* **TASKS TO CARRY OUT**
A. Reproduce the blog comments word for word, between "Abby, I sobbed" and "devotoinals! Much LOve...", inclusive.
B. Extend the blog comments, picking up after the last comment shown.

* **PASSAGE**
Abby, I sobbed as I read all of what you had written! Its truly amazing to me how you manage all of the things in your life on a day to day basis. Why God chose to take such an amazing woman that this world really needed is beyond me, but we all know he has his reasons. Write every memory down that you can and keep it close to your heart! (Nothing wrong with thinking you would forget!) You are in my thoughts and prayers daily!! Your blog has become one of my daily devotoinals! Much LOve...
Abby, I'm sitting here sobbing, these memories are so sweet. I have always been one to take pictures or movies of everytime my children, grandchildren and family are together, only since reading your blogs have I started putting my memories to blogs. You have inspired so many people through your blogs.I took my cat in today for surgery with your Dad,and I thought about all the memories you shared with us. You truly have a special family, Thanks for sharing it with us.
I kept procrastinating in leaving you a comment....what's one to say...having been in your similar situation, I too went through a time where I thought I would forget memories of my Dad. This might sound crazy to others, but I think you might understand. When Dad passed away and everyone(Mom, Cord, Heather, and Dave) left the romm. I couldn't quite seem to peel myself away from laying next to Dad and smelling his shirt. I was so scared I was going to forget what he smelled like. The nurse was there that day and had just given him a bath and a shave and he smelled so good, like lotion. Finally, Mom came in and said that "they" were there to take Dad. It was then, that I think it hit me, that was goodbye(for now)! I don't know why I share this, but after reading your post, I was flooded with memories that I guess were hidden away in my heart. My Prayer is that the Lord will hide ALL of the precious memories of your mom away in your heart. I still think of you daily!
hey abby.
i cant read the post right now because I am in Rome and around many people but seeing the pictures bring tears. I cant wait to get in the quiet and read it, I am not sure what it is exactly about but Dad said he cried when he read it and told me to read it on a happy day here.I just wanted to say hello and I miss you_hope you got the pictures i sent. bye
Gosh Abby, I don't think I've cried this hard in a long time. Your family amazes me. I love that you are all so close, and I think while I was reading your post, I was longing for my family to be this close and to be so full of life...your mom just seemed so full of life! Just think, she's in Heaven dancing away and nodding her head to the heavenly choir. Thank your for sharing your heart and know that these memories have touched so many.

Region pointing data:
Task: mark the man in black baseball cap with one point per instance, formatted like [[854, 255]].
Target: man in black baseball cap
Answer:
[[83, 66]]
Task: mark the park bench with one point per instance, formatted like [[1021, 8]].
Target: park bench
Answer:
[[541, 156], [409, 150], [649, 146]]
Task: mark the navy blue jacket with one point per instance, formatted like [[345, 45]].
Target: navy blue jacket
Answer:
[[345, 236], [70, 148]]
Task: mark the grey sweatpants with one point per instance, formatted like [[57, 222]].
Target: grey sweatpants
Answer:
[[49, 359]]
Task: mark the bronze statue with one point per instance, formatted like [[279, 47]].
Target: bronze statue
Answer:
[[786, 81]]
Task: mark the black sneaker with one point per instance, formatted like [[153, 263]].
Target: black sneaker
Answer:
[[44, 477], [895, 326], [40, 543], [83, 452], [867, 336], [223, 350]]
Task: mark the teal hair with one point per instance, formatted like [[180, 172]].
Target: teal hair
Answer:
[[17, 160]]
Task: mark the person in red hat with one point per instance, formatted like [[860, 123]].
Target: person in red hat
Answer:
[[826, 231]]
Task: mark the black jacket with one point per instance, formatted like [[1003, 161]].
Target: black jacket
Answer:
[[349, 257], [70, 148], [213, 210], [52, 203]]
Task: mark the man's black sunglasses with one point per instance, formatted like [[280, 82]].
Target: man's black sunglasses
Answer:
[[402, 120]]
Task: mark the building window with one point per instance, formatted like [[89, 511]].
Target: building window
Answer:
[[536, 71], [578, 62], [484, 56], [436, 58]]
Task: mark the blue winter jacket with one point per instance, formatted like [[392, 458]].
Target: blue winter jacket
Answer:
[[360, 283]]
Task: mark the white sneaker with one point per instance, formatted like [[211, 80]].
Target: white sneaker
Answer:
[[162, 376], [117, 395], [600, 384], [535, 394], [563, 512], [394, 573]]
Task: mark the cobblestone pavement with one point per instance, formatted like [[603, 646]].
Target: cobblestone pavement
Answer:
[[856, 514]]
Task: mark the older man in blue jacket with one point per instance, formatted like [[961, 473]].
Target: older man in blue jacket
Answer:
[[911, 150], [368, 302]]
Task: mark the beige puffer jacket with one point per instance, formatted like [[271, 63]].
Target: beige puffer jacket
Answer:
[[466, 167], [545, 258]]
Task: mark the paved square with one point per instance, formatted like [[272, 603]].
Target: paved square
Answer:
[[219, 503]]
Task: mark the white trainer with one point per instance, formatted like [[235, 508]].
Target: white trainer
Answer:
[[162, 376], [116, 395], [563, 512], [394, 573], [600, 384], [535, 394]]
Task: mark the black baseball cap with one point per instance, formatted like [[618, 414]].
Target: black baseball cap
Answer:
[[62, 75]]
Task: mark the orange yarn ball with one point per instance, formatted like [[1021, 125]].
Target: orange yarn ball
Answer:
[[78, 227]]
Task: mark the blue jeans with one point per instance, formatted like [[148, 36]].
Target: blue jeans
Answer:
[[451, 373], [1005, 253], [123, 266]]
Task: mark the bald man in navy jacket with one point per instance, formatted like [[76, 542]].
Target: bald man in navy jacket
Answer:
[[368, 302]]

* **ANSWERS TO EACH TASK**
A.
Abby, I sobbed as I read all of what you had written! Its truly amazing to me how you manage all of the things in your life on a day to day basis. Why God chose to take such an amazing woman that this world really needed is beyond me, but we all know he has his reasons. Write every memory down that you can and keep it close to your heart! (Nothing wrong with thinking you would forget!) You are in my thoughts and prayers daily!! Your blog has become one of my daily devotoinals! Much LOve...

B.
Hey Abby,
I'm just sitting here sobbing! Guess I needed too, but also, believe this writing would make anyone teary eyed! What a wonderful outlet for you, to be able to write like this. Beautiful readings for us also. Have a great day!
Konie Bryant
I didn't know your mom---but I think she would be so touched that you are trying to savor/keep these memories. I know as a mom that I would be so humbled, and so amazed, and so in awe that my daughter loved me that much....that she would want to remember what might to me have seemed like tiny details about me. So, Abby, know that...not only are you recording those memories for yourself and for your daughters...but you are honoring your mom by even wanting to.
Abby
I know we talked the other day about this blog and how much I loved reading the memories. However I forgot to comment on the last story. That one is my favorite! It makes me smile and cry at the same time. That one is sweeter than the Notebook!
Mallory
Dear Abby - my brother, Josh, emailed me your blog. Grieving is definitely an exhausting thing - there is great healing in writing. Your words are also helpful to many. Thank you for sharing your heart.
Abby - I stumbled across your blog because you had posted on my friends blog (Heather Heaton)and I'm at work bored today. You are so amazing and we have so much in common! I loved your 100 things list! I have cried and laughed with you through your blog. So sorry to hear about your mom but it sounds like your family and your faith is amazing. I'll be back!